**KERJAKAN BERIKUT**.
• 1. Perbarui bagian artikel tentang pultol mulai dari "Perusahaan tempat mereka" sampai dengan "Semua masih serbagelap.", dengan mengganti "mengumumkan" menjadi "menyatakan".
• 2. Menurut artikel tentang pultol, sejak tanggal berapa transaksi di pintu tol tidak lagi menggunakan uang kertas?

**TEKS HALAMAN**.

##########

AMBIL MESINNYA
BUANG MANUSIANYA

Bagi Syahril, Rina, dan Supri, ancaman terbesar bukanlah serbuan pekerja asal Cina, melainkan otomatisasi. Ketiganya adalah pultol yang entah akan bernasib bagaimana ketika semua gardu tol menggunakan transaksi elektronik.

 

Perusahaan tempat mereka bekerja, PT. Jalan Tol Lingkar Luar Jakarta (JLJ), mengumumkan tidak akan ada PHK, tapi juga belum memberi tahu apa tugas mereka nanti. Semua masih serbagelap.

 

“Mungkin benar enggak akan di-PHK, tapi dirumahkan,” kata Syahril, tertawa lepas. “Dirumahkan bagaimana? Rumah saja saya belum punya, masih mengontrak.”

 

 

Sudah sebelas tahun Syahril mewakafkan hidupnya meladeni pemakai jalan tol, dengan kecepatan tangan yang hampir mekanik; 4 sampai 8 detik untuk setiap mobil. Selama itu, praktis ia menghabiskan waktu 11 atau 12 jam sehari untuk pekerjaannya. Sejam untuk persiapan ke gardu, 8 jam bekerja plus satu jam istirahat, sejam atau dua jam untuk penghitungan dan menyusun laporan harian.

 

“Nanti saya bikin rumah gerobak,” lanjutnya, lalu omong kepada Supri koleganya, “Lu sebelahan sama gua ya, Pri.”

 

Semua karena kebijakan elektronifikasi pembayaran tol demi mendukung Gerakan Nasional Non-Tunai. Per 31 Oktober 2017, transaksi di pintu tol tidak lagi dengan uang kertas, digantikan dengan kartu tol yang tinggal ditempel pada mesin pemindai.

 

Para pultol memang masih punya kesempatan bekerja, untuk melayani pembelian kartu dan memberi penjelasan kepada pengguna jalan. Mereka seperti menggali kuburan mereka sendiri.

 

Kelak pada saatnya, para pekerja yang biasa berjaga 24 jam di gardu tol itu tidak lagi dibutuhkan. Mereka segera punah.

 

"Tidak ada PHK? Itu bohong besar.”
Mirah Sumirat, Presiden Asosiasi Serikat Pekerja (ASPEK)

 

Beberapa pekan silam, Syahril mengajukan pinjaman di salah satu bank pemerintah untuk merintis bisnis konter hape. Tapi pihak bank menampiknya. Ia mencoba meyakinkan petugas tersebut bahwa ia tak akan di-PHK, yang didapatinya adalah penolakan santun yang bertele-tele.

##########

**DATA YANG DIBERIKAN**.

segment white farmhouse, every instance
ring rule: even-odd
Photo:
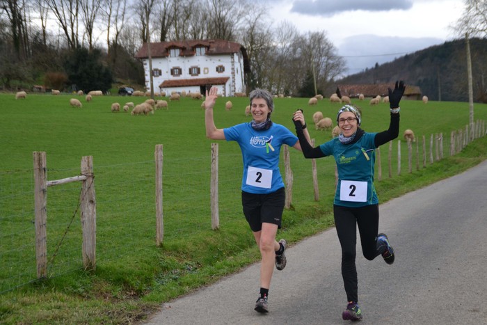
[[[143,61],[145,88],[154,92],[198,93],[205,95],[211,86],[222,96],[246,93],[245,74],[250,72],[246,49],[223,40],[195,40],[150,43],[152,71],[145,43],[136,55]]]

##########

**JAWABAN TUGAS**.
• 1.
Perusahaan tempat mereka bekerja, PT. Jalan Tol Lingkar Luar Jakarta (JLJ), menyatakan tidak akan ada PHK, tapi juga belum memberi tahu apa tugas mereka nanti. Semua masih serbagelap.

• 2. Sejak 31 Oktober 2017.